● WHAT THE EXERCISE ASKS: Please pull out every line of the items below that contains the word "hood", treating case as significant.
____ GIVEN DATA
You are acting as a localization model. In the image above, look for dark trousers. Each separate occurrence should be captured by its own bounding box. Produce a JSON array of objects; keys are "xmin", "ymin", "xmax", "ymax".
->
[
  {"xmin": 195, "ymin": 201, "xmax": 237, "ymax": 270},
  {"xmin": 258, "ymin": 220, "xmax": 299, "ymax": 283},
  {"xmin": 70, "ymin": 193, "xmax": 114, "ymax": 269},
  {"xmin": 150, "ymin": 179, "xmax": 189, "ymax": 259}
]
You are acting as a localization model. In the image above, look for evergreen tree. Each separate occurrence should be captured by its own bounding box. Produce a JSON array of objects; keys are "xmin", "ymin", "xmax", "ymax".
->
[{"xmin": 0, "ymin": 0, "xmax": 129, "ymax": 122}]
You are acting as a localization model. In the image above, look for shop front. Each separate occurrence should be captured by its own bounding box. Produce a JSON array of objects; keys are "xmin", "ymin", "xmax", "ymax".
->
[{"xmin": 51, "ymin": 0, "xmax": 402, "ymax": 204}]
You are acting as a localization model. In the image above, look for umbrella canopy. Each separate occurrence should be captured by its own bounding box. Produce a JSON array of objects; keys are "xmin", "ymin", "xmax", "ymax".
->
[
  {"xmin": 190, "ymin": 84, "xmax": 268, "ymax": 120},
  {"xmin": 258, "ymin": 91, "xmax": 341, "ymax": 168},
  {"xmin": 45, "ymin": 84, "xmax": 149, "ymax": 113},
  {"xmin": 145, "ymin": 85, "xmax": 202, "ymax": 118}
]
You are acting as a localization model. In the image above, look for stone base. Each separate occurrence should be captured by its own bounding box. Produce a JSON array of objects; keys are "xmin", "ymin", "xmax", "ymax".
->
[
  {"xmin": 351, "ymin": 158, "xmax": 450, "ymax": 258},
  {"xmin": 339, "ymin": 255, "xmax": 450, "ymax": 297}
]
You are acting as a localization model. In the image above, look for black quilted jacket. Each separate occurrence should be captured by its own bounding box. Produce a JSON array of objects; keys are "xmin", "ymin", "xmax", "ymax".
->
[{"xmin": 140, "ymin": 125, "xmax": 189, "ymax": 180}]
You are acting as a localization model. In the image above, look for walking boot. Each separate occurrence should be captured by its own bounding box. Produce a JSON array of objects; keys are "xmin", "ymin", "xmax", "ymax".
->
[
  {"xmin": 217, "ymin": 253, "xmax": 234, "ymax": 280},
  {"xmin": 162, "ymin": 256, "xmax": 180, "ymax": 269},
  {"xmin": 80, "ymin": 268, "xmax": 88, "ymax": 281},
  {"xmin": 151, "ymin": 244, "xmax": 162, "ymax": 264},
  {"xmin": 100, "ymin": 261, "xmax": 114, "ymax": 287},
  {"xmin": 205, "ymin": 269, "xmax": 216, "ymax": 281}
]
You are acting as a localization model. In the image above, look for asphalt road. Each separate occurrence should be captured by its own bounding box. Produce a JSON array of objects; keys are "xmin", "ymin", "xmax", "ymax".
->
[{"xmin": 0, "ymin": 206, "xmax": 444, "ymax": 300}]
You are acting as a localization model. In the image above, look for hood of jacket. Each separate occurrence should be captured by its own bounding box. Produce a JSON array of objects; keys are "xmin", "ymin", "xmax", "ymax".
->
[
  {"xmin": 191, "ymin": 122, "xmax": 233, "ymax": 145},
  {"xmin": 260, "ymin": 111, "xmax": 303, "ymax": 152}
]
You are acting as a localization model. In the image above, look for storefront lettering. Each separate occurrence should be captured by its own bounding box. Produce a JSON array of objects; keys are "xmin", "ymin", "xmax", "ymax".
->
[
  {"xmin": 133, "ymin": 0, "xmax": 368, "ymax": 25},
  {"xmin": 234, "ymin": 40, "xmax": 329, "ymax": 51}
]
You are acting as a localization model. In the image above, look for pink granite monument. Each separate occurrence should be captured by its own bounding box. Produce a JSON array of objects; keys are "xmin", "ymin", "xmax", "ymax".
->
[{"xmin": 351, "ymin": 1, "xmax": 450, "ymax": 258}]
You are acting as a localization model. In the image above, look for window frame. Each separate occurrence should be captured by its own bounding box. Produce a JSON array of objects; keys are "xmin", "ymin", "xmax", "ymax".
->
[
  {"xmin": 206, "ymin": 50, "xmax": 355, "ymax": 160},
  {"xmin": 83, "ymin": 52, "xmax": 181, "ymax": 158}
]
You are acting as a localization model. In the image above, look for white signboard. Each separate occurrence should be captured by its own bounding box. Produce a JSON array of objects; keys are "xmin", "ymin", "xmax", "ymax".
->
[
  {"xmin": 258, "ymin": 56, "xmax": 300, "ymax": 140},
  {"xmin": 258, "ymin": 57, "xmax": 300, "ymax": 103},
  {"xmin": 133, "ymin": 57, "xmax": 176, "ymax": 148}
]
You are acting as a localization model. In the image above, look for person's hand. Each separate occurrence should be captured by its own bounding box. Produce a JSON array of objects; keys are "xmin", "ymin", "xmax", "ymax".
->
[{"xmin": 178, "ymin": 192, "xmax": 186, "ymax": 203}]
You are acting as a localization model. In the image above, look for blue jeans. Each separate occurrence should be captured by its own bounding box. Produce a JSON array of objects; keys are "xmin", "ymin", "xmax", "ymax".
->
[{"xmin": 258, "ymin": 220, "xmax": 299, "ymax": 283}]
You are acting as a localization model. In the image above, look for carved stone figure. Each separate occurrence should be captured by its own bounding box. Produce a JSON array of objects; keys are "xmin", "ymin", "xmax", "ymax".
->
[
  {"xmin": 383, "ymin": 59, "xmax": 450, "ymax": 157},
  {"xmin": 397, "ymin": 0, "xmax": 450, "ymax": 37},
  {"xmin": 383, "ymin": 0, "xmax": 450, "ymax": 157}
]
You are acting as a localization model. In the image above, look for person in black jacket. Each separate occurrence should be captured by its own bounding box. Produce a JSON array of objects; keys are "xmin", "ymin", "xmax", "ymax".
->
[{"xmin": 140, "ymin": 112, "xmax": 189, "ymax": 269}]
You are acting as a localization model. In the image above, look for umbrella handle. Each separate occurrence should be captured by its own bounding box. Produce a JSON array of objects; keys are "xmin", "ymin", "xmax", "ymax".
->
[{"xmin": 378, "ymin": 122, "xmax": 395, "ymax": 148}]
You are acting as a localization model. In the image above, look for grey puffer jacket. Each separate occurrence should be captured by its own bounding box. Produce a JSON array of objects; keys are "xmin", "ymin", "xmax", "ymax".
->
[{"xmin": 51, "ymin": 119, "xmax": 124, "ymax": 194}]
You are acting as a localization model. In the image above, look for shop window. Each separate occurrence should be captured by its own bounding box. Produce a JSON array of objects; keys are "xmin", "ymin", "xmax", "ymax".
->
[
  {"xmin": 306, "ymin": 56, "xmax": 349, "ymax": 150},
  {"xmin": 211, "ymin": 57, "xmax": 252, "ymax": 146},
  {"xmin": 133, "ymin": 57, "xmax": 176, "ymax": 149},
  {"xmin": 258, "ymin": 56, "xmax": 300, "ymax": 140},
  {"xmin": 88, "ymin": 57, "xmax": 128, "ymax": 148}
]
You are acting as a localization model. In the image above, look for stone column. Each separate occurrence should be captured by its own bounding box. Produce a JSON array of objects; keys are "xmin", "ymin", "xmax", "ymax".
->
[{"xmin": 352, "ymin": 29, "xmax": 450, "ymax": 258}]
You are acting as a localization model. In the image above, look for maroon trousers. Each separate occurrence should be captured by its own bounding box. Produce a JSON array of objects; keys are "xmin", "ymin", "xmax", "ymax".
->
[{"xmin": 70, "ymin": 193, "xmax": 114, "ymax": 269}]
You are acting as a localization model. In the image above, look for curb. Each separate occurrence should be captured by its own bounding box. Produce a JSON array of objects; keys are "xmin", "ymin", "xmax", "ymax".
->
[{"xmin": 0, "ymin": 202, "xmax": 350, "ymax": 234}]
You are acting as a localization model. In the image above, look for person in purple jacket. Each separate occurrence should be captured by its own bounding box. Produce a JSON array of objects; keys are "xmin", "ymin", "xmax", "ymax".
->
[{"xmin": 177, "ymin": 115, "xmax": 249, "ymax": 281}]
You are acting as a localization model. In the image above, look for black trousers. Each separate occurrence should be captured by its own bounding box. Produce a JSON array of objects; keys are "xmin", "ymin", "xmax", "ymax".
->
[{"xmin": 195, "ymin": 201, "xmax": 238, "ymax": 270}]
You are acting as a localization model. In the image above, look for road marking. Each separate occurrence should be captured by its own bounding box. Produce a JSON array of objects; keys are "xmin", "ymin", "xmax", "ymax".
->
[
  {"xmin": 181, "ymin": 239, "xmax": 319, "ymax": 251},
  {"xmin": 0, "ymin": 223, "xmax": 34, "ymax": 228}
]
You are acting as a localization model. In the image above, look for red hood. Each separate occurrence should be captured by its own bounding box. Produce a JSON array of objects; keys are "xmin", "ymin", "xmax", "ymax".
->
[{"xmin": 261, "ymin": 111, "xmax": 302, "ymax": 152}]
________
____ GIVEN DATA
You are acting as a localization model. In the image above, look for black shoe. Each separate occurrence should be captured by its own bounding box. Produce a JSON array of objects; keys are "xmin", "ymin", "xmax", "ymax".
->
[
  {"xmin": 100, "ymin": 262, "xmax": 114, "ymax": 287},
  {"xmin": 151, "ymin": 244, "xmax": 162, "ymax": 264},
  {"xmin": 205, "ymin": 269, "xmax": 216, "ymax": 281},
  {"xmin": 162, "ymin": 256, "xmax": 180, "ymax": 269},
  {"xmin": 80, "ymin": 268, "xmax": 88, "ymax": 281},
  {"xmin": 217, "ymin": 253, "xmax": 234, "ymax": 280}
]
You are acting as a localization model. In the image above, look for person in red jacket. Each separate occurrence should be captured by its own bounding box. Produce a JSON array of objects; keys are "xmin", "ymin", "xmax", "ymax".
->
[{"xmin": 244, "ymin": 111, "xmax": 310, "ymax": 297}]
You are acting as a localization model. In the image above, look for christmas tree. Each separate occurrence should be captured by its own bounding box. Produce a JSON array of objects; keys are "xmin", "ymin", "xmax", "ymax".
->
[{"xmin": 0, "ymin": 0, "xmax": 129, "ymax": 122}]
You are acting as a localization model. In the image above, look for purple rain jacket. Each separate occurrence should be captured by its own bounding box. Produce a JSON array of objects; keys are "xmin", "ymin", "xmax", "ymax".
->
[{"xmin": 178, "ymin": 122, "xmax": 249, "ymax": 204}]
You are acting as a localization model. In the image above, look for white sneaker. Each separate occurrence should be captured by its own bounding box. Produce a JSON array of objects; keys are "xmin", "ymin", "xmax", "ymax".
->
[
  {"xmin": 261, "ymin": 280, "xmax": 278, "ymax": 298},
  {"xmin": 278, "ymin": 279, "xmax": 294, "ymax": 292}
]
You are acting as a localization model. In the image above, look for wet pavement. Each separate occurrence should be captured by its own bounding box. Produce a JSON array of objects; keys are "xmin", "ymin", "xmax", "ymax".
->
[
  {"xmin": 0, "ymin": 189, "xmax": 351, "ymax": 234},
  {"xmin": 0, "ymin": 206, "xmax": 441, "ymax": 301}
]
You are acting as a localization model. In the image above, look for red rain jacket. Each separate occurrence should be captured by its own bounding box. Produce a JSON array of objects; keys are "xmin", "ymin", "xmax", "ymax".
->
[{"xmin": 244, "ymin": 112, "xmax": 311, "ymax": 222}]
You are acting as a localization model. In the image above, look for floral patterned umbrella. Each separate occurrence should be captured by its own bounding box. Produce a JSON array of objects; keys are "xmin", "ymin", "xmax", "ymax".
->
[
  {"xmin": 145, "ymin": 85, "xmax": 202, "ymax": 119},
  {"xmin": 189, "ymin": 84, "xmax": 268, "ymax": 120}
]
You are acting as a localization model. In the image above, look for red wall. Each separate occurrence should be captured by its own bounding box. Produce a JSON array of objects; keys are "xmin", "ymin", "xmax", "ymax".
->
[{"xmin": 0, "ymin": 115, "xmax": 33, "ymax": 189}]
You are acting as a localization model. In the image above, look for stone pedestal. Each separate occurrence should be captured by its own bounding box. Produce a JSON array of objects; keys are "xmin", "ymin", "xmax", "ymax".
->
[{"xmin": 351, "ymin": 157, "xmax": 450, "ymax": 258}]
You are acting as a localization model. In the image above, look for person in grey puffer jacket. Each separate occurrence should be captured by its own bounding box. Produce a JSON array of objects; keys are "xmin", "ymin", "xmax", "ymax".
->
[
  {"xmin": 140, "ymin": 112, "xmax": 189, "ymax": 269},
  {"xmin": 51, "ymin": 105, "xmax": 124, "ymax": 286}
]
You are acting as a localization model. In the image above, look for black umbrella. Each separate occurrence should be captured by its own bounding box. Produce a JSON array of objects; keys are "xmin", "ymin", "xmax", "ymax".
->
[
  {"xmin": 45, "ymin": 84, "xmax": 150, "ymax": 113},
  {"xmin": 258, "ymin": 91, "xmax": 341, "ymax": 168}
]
________
____ GIVEN DATA
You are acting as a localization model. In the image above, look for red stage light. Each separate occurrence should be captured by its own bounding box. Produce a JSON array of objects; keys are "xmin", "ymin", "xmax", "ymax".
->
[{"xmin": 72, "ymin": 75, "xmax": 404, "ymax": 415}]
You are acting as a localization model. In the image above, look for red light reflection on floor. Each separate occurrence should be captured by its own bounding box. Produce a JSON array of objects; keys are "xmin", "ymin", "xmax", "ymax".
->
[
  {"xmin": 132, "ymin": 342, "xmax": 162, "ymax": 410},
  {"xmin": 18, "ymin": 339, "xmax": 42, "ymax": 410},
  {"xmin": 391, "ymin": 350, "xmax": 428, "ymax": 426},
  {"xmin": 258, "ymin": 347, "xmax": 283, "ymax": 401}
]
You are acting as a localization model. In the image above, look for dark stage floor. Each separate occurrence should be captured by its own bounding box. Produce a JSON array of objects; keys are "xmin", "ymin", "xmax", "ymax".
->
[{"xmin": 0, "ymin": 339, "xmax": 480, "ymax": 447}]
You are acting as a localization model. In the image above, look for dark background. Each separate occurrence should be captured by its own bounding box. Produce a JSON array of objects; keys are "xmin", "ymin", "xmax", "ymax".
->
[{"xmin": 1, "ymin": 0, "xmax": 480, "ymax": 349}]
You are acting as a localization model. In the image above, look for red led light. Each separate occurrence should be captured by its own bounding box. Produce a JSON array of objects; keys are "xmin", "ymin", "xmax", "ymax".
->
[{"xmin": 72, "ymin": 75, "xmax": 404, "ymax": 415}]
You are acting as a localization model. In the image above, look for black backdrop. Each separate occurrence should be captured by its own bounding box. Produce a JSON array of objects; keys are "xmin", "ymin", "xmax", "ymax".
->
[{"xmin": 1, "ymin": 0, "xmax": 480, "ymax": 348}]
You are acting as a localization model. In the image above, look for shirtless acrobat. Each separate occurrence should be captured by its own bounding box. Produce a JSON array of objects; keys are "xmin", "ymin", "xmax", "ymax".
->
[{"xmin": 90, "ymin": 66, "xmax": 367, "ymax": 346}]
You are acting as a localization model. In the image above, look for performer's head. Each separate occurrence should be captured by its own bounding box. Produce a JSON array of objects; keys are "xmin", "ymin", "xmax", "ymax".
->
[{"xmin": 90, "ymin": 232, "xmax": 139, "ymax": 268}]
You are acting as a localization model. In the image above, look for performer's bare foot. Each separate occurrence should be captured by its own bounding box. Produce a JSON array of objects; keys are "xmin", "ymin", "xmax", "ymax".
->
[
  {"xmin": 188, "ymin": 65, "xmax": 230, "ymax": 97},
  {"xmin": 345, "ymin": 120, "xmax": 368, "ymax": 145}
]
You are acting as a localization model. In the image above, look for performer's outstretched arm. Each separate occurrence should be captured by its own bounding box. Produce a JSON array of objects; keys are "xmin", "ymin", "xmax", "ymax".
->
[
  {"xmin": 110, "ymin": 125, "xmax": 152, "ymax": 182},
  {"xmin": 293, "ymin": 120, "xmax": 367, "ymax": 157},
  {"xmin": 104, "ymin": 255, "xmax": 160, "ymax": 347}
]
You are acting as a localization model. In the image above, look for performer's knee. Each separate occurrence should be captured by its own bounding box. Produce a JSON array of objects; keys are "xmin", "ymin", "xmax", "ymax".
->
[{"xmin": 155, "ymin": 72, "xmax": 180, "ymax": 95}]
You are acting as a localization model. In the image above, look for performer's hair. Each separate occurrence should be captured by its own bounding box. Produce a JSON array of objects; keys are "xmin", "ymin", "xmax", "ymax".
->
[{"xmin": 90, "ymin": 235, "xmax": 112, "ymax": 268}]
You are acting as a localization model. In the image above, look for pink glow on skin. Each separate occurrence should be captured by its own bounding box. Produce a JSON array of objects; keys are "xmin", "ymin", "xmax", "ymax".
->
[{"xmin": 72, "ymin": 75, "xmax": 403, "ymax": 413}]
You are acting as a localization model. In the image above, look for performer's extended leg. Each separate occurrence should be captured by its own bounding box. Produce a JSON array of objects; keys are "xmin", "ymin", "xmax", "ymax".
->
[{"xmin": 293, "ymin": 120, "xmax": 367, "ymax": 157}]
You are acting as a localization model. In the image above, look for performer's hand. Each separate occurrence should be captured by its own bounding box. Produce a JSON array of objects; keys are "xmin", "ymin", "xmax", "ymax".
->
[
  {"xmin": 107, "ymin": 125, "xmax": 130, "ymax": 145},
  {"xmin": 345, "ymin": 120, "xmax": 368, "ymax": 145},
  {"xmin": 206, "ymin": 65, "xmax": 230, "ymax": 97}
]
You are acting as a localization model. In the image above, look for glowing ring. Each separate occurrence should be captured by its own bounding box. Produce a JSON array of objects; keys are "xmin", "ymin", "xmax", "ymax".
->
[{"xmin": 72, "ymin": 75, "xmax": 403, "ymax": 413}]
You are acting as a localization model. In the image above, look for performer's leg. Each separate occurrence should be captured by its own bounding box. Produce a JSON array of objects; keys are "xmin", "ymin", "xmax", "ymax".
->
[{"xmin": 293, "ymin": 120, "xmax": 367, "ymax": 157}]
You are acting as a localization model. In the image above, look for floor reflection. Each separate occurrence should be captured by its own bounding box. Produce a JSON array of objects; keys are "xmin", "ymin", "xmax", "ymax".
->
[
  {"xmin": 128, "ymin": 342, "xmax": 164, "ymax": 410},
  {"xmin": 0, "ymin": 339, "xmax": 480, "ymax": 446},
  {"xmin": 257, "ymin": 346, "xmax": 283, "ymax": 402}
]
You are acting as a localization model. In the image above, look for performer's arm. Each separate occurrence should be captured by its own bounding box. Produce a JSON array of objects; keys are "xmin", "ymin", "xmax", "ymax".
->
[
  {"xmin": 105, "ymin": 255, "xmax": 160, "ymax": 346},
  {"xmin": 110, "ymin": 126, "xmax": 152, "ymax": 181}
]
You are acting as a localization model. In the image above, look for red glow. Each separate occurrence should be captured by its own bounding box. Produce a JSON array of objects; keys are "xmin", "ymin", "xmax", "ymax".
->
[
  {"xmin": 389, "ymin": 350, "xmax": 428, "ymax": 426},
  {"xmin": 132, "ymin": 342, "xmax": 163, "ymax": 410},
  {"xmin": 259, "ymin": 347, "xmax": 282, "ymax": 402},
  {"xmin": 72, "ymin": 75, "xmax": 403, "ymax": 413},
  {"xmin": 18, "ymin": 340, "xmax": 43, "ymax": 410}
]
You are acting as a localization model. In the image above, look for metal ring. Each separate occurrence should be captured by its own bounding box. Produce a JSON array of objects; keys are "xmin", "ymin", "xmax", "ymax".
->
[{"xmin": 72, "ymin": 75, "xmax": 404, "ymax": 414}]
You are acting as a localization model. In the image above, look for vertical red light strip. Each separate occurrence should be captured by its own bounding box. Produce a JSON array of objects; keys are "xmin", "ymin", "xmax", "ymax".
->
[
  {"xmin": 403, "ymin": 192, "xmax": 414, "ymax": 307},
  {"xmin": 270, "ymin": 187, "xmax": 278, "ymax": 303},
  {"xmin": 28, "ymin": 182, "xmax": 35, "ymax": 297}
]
________
● RESULT:
You are acting as a localization model. In the image above, look for hood of jacket. Each separate occurrence should be captured by its own bounding box. Produce a JSON array of objects; keys are "xmin", "ymin", "xmax", "ymax".
You are acting as a localization model. In the image above, look for red hood. Each separate occurrence should be captured by its own bounding box. Produce a JSON array of objects; keys are "xmin", "ymin", "xmax", "ymax".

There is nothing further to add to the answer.